* _Task requirements_
Copy each line below that includes "daffodil".
BEGIN Task inputs
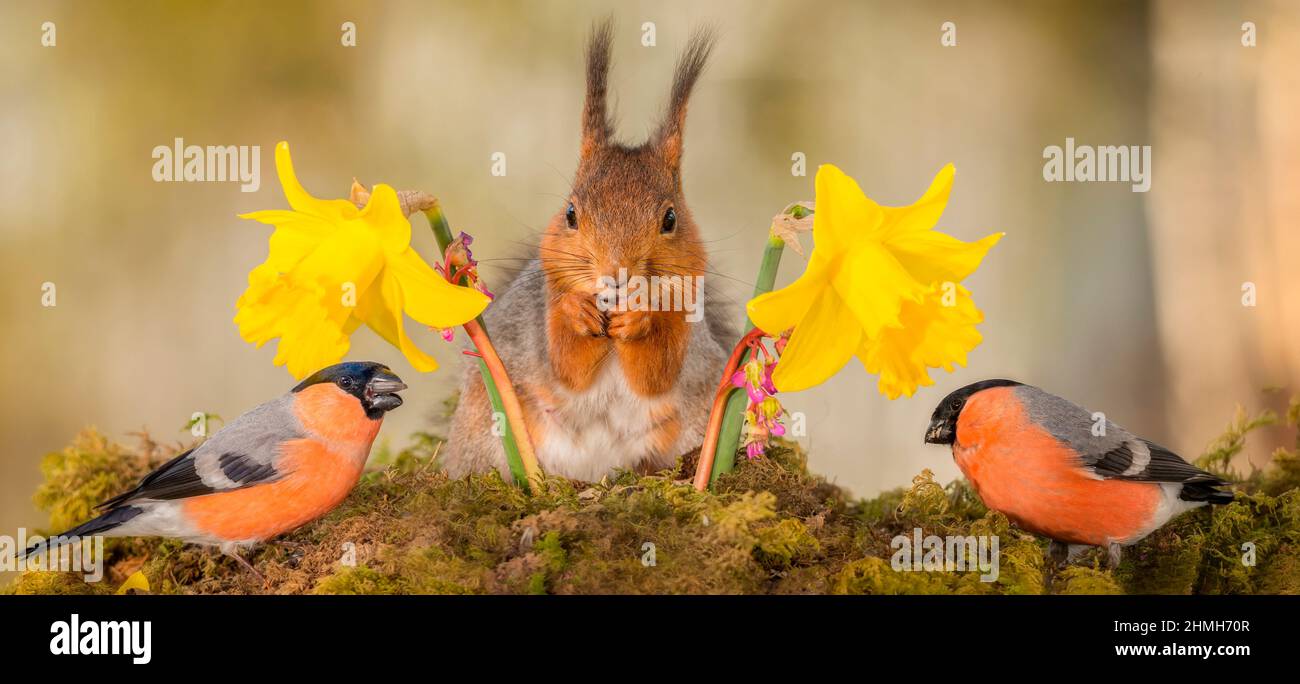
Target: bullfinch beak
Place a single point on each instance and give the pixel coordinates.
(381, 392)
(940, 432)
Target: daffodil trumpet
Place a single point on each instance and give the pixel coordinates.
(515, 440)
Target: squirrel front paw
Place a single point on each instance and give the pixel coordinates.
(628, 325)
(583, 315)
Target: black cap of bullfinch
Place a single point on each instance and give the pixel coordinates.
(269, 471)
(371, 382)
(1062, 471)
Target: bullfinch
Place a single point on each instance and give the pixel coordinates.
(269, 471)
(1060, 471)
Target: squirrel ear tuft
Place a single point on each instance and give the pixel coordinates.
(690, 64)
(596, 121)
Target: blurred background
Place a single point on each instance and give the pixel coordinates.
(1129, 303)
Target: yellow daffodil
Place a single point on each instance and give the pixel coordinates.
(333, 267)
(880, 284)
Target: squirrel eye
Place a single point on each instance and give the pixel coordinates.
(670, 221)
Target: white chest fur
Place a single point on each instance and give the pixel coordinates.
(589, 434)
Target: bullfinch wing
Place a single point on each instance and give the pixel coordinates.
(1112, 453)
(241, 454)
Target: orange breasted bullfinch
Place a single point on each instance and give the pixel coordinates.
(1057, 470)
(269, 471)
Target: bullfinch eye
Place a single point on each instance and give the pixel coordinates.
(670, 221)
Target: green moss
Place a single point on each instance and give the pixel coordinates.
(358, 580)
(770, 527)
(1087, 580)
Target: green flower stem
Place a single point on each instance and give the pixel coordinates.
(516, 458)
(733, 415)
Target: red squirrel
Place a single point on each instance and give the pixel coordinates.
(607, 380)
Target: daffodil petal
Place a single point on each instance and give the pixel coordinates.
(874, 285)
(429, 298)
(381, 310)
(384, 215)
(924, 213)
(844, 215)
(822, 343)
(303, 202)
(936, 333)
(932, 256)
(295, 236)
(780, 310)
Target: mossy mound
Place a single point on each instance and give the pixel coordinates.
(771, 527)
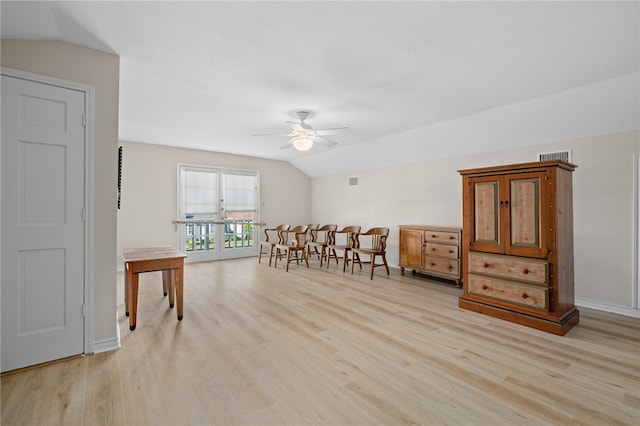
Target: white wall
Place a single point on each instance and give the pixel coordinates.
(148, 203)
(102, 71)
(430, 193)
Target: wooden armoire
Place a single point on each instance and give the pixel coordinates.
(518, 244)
END Task inputs
* _Task result_
Target: daffodil trumpet
Target: yellow daffodil
Target: daffodil petal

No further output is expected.